> _Data supplied_
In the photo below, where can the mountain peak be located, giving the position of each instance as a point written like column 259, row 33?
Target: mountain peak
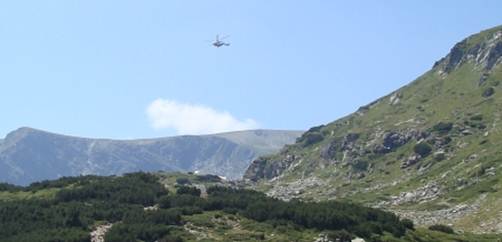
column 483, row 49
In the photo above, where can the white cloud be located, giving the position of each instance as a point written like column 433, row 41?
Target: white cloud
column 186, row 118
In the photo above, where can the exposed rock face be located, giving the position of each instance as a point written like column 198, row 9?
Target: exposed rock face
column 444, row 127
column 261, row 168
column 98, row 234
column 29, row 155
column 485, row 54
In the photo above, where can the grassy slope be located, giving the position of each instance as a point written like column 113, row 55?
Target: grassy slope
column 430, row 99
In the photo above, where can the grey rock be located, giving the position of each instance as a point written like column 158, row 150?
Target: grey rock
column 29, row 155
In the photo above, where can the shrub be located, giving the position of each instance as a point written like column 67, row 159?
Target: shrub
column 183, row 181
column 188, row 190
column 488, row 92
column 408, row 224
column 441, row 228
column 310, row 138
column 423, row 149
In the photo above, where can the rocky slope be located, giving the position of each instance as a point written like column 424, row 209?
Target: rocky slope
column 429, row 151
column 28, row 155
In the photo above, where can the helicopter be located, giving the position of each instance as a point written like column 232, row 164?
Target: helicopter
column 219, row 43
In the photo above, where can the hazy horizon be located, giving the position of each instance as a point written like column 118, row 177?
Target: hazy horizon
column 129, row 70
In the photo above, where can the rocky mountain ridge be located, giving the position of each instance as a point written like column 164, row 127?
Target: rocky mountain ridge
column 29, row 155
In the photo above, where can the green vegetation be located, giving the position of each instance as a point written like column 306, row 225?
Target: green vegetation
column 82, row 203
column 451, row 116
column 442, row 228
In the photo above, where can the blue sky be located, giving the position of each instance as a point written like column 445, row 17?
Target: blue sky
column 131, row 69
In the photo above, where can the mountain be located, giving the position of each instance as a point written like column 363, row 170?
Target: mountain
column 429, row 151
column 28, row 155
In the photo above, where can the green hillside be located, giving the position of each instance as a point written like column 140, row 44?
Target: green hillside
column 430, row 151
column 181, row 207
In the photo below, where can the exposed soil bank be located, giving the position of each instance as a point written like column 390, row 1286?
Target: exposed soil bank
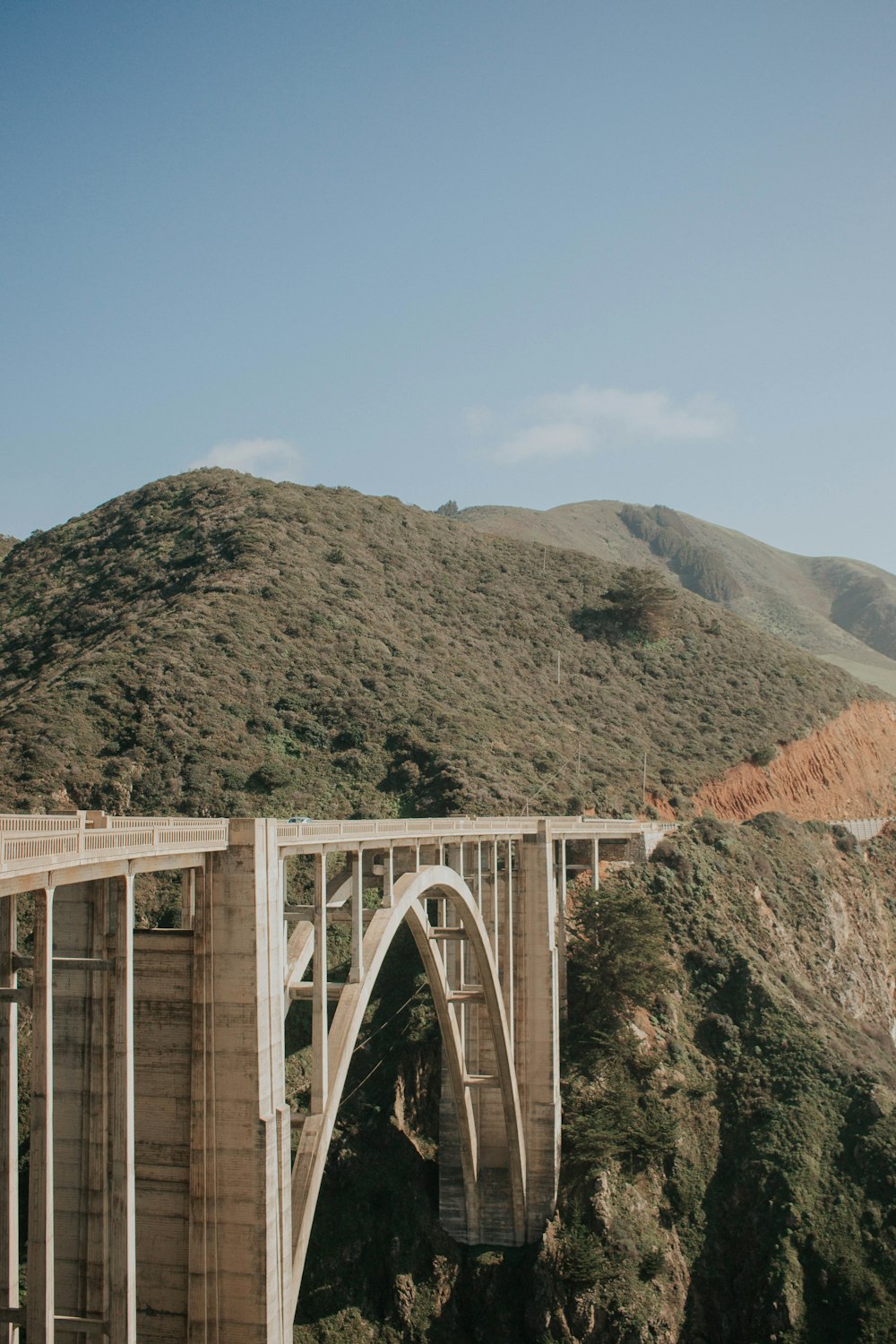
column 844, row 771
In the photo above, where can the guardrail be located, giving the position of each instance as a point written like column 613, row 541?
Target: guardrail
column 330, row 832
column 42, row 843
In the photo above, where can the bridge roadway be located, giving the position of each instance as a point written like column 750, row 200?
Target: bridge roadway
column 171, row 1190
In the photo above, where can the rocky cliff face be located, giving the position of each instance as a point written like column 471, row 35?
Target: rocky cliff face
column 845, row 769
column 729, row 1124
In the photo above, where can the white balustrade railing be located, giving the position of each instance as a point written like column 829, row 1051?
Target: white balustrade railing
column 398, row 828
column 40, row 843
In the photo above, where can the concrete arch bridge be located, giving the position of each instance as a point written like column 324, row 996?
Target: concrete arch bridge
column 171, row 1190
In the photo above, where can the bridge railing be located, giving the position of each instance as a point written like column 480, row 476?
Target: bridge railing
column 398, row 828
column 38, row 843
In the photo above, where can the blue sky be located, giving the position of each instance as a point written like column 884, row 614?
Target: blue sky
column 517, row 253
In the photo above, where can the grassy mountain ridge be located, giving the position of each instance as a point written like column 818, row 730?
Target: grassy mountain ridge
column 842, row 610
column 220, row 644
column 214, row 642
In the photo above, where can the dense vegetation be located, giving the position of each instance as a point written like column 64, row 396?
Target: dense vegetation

> _Exercise details_
Rewrite all the lines above as a JSON list of strings, one string per line, with blank lines dropped and the pictures left out.

> _Result of this exercise_
[
  "In the photo below, where can the mountain peak be located, giving the position of each instance as a point written like column 259, row 33?",
  "Target: mountain peak",
  "column 483, row 49",
  "In the photo above, where can the white cloud be located, giving the position of each instance as a point written like column 433, row 41?",
  "Target: white cloud",
  "column 186, row 118",
  "In the photo above, where can the exposed rock face be located, giving the position of each instance as a point written like column 198, row 9?",
  "Target: exposed rock face",
  "column 444, row 127",
  "column 261, row 168",
  "column 98, row 234",
  "column 29, row 155",
  "column 485, row 54",
  "In the photo above, where can the grassy slope be located, giving the position of each instance as a point written like column 113, row 55?",
  "Target: grassy slope",
  "column 430, row 99",
  "In the photo above, where can the grey rock be located, giving the position of each instance as a point written like column 158, row 150?",
  "Target: grey rock",
  "column 29, row 155",
  "In the photo above, where can the shrub be located, giving the position of each instance as a point written like column 67, row 159?",
  "Target: shrub",
  "column 183, row 181",
  "column 188, row 190",
  "column 488, row 92",
  "column 408, row 224",
  "column 441, row 228",
  "column 310, row 138",
  "column 423, row 149",
  "In the photo above, where can the rocky slope be located, giving the position of each instance as a point written like column 424, row 209?",
  "Target: rocky slope",
  "column 429, row 151",
  "column 28, row 155",
  "In the photo above, where can the helicopter be located, giving the position of each instance as a point written like column 232, row 164?",
  "Target: helicopter",
  "column 219, row 43",
  "In the photo above, where can the hazy horizon be located, giving the position of each instance as a point written like column 118, row 177?",
  "Target: hazy horizon",
  "column 129, row 70",
  "In the photo above, where can the rocky mountain ridge be located, giving the position of each instance as a point written like column 164, row 127?",
  "Target: rocky mountain ridge",
  "column 29, row 155",
  "In the photo above, where can the green vegetation be located, giving the position of each instance as a point written like column 306, row 225?",
  "Target: green vegetation",
  "column 82, row 203",
  "column 451, row 116",
  "column 442, row 228",
  "In the photo above, where can the blue sky be located, giving the position of each instance as a point written like column 445, row 17?",
  "Target: blue sky",
  "column 131, row 69",
  "In the photo above, where can the mountain be located, giving the position of each instance as a point written like column 363, row 170?",
  "Target: mountain",
  "column 429, row 151",
  "column 28, row 155",
  "In the photo above, where can the green hillside be located, giving the position of each instance as a point written like column 140, row 44?",
  "Target: green hillside",
  "column 430, row 151",
  "column 181, row 207",
  "In the photo below, where can the exposed soil bank be located, giving the position of each instance as a point written like column 390, row 1286?",
  "Target: exposed soil bank",
  "column 844, row 771",
  "In the photo above, where can the guardrail be located, giving the position of each instance as a point written like column 613, row 541?",
  "Target: guardrail",
  "column 330, row 832",
  "column 42, row 843",
  "In the photo above, where can the bridge roadway be located, giving the position of each instance as a point written like column 750, row 200?",
  "Target: bridge roadway",
  "column 171, row 1190",
  "In the photo above, where can the rocky cliff face be located, giving the position of each instance as a point written like column 471, row 35?",
  "Target: rocky cliff face",
  "column 845, row 769",
  "column 729, row 1124",
  "In the photo above, where can the white balustrade railing be located, giving the position of each instance as a point written like column 829, row 1051?",
  "Target: white balustrade railing",
  "column 398, row 828",
  "column 40, row 843",
  "In the photo above, where can the concrete arch bridge be located, giving the position of each instance as a point written like column 324, row 996?",
  "Target: concrete arch bridge",
  "column 171, row 1190",
  "In the photo above, where can the bridge railing be located, giving the position of each instance as a point written like column 480, row 476?",
  "Target: bridge railing",
  "column 398, row 828",
  "column 38, row 843",
  "In the photo above, where can the blue sky be located, giving the position of each instance as a point written like column 884, row 614?",
  "Target: blue sky",
  "column 517, row 253",
  "In the photo above, where can the grassy mountain ridge be located, giving the position of each instance as a point written like column 818, row 730?",
  "Target: grassy mountain ridge",
  "column 842, row 610",
  "column 220, row 644",
  "column 214, row 642",
  "In the photo above, where can the dense vegetation be located, giving the position of each instance as a point written like column 64, row 396?",
  "Target: dense vegetation"
]